◆ **MATERIAL FOR THIS TASK**:

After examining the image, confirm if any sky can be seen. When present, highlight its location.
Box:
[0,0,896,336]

--

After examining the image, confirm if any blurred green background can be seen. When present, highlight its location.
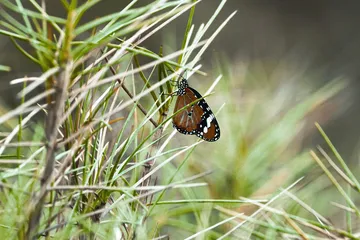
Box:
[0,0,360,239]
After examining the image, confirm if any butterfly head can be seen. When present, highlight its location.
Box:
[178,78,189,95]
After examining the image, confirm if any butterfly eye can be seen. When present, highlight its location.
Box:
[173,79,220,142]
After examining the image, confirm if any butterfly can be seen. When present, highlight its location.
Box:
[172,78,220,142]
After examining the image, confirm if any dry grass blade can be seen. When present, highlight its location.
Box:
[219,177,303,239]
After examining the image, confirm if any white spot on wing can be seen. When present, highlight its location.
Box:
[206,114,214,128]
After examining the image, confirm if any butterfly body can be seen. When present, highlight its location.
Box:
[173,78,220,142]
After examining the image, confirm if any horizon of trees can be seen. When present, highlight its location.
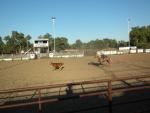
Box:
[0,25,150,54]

◆ **WHAT IS NEEDED**: Put the data from the line with "After examining the image, confirm if any horizon" to the line with "[0,25,150,54]" into a numbered list, omitting blank lines and excluding the pictures.

◆ **WRITTEN ANSWER**:
1. After examining the image, confirm if any horizon of trees can be seen. When present, highlight its location.
2. Box:
3. [0,25,150,54]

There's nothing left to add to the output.